#### Supplied data
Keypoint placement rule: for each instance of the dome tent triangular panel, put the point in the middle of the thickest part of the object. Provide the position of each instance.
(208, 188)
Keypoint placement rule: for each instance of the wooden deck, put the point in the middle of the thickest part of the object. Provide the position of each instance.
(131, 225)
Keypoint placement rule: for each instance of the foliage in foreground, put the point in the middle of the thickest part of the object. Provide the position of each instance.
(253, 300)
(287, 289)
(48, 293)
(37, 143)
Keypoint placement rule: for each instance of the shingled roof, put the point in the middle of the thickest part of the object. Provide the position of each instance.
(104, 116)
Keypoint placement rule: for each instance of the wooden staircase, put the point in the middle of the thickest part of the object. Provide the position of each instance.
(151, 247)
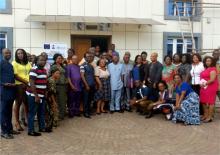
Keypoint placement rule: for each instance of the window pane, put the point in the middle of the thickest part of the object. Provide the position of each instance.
(179, 41)
(2, 35)
(189, 8)
(179, 48)
(170, 49)
(2, 4)
(181, 8)
(171, 7)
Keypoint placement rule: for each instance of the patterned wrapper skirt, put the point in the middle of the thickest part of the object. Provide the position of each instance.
(105, 92)
(189, 110)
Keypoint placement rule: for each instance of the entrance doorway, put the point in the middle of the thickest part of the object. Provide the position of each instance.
(81, 43)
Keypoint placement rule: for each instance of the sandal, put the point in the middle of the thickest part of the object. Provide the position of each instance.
(18, 127)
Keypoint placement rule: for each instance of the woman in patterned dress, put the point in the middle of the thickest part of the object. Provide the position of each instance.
(103, 93)
(168, 73)
(52, 107)
(209, 88)
(187, 103)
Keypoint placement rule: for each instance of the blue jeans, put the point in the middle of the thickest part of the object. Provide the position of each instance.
(115, 100)
(35, 108)
(87, 99)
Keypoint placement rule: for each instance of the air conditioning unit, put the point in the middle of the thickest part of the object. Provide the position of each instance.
(92, 26)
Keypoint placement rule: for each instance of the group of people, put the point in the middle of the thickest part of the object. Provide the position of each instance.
(183, 88)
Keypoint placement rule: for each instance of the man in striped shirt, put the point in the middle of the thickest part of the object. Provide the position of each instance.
(36, 96)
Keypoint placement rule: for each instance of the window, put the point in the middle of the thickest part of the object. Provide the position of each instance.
(185, 8)
(177, 45)
(173, 43)
(5, 6)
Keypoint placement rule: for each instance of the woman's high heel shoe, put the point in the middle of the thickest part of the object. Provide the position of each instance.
(207, 120)
(18, 127)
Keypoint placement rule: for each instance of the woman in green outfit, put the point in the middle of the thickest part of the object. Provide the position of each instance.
(61, 85)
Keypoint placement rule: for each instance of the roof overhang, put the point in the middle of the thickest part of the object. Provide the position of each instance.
(92, 19)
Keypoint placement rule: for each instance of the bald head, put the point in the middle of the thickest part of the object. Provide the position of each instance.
(6, 53)
(153, 57)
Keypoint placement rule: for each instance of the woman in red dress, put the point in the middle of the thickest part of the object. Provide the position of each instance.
(209, 87)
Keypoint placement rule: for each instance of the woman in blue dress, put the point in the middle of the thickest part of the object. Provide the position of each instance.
(187, 103)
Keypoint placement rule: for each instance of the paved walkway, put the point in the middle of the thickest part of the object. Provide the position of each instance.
(119, 134)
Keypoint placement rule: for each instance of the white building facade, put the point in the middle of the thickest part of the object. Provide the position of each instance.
(132, 25)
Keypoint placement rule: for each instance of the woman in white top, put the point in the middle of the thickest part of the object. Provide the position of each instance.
(103, 92)
(197, 68)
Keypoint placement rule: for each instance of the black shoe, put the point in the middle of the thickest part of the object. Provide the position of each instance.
(24, 122)
(111, 112)
(7, 136)
(121, 111)
(48, 130)
(34, 134)
(129, 110)
(78, 115)
(149, 115)
(13, 132)
(42, 130)
(87, 116)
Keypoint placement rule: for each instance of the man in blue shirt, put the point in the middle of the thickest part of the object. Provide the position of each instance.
(7, 92)
(88, 78)
(116, 75)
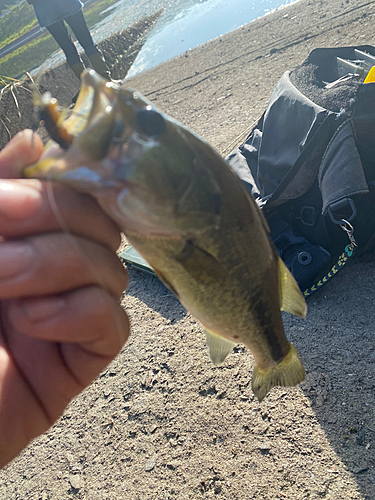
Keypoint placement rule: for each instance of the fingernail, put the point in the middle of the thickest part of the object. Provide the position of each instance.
(19, 201)
(42, 308)
(14, 258)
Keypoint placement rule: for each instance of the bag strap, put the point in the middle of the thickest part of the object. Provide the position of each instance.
(327, 129)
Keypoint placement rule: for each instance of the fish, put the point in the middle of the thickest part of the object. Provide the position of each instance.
(186, 212)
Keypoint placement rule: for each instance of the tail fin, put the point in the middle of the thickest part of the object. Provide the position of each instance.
(288, 372)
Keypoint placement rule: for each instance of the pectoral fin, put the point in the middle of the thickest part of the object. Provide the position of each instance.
(292, 300)
(218, 347)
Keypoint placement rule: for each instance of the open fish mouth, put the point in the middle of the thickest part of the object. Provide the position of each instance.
(86, 147)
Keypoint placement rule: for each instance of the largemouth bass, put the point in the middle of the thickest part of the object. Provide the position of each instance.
(187, 214)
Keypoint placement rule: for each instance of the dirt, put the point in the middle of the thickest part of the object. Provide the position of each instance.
(161, 423)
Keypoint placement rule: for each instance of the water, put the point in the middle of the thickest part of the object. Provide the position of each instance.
(183, 25)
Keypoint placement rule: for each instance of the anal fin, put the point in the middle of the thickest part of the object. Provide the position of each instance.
(292, 300)
(218, 347)
(289, 372)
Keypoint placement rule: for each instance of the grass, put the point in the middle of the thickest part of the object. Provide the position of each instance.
(19, 20)
(39, 49)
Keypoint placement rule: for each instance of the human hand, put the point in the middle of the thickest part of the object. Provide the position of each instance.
(60, 318)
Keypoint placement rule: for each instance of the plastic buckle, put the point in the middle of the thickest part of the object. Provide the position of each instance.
(307, 216)
(340, 209)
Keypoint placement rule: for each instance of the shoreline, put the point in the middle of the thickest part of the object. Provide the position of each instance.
(160, 422)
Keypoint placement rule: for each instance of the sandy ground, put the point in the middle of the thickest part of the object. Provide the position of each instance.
(161, 423)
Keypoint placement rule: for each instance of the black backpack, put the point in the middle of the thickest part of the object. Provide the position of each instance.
(310, 163)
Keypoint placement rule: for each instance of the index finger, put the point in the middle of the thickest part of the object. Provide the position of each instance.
(22, 150)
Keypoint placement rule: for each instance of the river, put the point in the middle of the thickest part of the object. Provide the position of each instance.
(184, 24)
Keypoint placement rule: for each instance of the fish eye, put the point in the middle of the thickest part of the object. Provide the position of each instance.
(150, 121)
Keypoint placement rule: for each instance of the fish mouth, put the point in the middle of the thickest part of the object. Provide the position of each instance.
(82, 145)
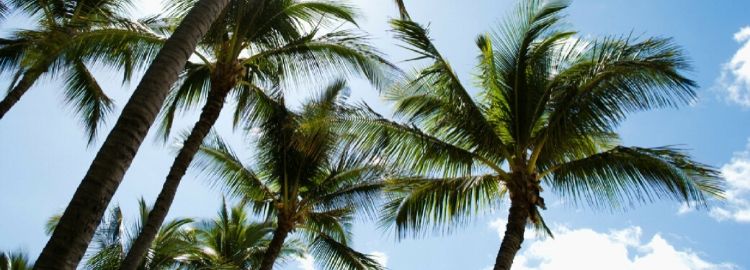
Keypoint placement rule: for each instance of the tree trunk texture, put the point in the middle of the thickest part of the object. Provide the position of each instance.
(73, 233)
(277, 243)
(28, 80)
(514, 230)
(208, 117)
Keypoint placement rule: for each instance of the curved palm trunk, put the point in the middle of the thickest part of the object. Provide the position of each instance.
(514, 230)
(72, 235)
(28, 80)
(277, 242)
(190, 147)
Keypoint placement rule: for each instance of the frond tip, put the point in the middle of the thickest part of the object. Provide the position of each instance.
(624, 176)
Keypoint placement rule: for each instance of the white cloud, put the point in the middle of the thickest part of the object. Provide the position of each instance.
(737, 176)
(684, 209)
(735, 76)
(380, 257)
(623, 249)
(307, 262)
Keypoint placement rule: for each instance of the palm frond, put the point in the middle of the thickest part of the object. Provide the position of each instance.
(423, 205)
(624, 176)
(219, 163)
(330, 254)
(190, 92)
(87, 98)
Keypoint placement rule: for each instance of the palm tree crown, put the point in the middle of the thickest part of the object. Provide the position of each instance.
(14, 261)
(232, 241)
(302, 177)
(257, 43)
(70, 36)
(546, 113)
(113, 237)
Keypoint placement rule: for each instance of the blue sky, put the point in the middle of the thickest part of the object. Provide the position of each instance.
(43, 153)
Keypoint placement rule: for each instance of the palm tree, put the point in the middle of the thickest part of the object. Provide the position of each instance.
(71, 36)
(4, 10)
(14, 261)
(254, 42)
(231, 241)
(303, 178)
(113, 238)
(545, 115)
(77, 224)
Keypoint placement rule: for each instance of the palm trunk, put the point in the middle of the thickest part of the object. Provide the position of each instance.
(190, 147)
(28, 79)
(73, 233)
(277, 242)
(514, 230)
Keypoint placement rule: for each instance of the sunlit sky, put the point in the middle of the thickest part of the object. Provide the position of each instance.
(43, 153)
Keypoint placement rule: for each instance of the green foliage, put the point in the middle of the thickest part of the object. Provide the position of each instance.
(70, 37)
(548, 106)
(231, 241)
(14, 261)
(273, 44)
(301, 173)
(113, 237)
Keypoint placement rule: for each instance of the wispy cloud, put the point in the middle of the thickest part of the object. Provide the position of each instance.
(622, 249)
(735, 75)
(306, 262)
(737, 176)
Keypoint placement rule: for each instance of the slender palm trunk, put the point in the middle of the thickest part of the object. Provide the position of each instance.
(190, 147)
(517, 218)
(73, 233)
(277, 242)
(28, 80)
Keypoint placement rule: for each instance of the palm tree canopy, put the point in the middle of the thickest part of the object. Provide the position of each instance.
(70, 36)
(259, 44)
(113, 238)
(301, 172)
(232, 241)
(548, 107)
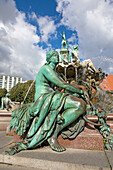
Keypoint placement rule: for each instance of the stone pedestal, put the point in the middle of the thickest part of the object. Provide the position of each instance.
(88, 139)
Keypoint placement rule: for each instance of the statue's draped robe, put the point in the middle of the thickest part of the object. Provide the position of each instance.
(28, 118)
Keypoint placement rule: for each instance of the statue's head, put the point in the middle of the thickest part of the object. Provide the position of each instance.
(7, 94)
(52, 56)
(75, 47)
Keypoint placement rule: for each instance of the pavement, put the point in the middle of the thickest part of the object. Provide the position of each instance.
(44, 158)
########
* Goal *
Pictures are not part of the copy. Extract exactly the lines from the line containing "Keypoint placement rule: for each instance of the wispy" through the final line of the entries above, both included.

* Result of this task *
Keypoint placement rule: for each instance of the wispy cloud, put the point in the middle of the thickest part of the object. Provide the position of each instance.
(622, 249)
(735, 75)
(306, 262)
(737, 176)
Keypoint placement rule: for each instance of the slender palm trunk, put the point in the middle of the thickest part of the object. Provide the position of each instance.
(190, 147)
(517, 218)
(73, 233)
(277, 242)
(28, 80)
Keypoint placement rule: for each instance of the palm tree canopy, put the point in the middle of the thickest part of the object. Provide the position of each instance.
(70, 36)
(259, 44)
(113, 238)
(301, 172)
(232, 241)
(548, 107)
Keypoint placement rule: for each instance of the stone pedestal, put the point in the middle of the thickest part of the object. Provide the position of each instance.
(88, 139)
Keypoint placement rule: for each instance of the statue's draped robe, put the point in the middle of the thickest part of the object. Provide the position of each instance.
(28, 118)
Keypoint placement rule: for each instance of the statue's head, put the point in the middle of the thickest part of the object. Provide the position of each instance.
(7, 94)
(52, 56)
(75, 47)
Keypoint placement rule: for each instance of the pavement, put the point in the middle of the thickest part of the object. Provide the position of each instance.
(44, 158)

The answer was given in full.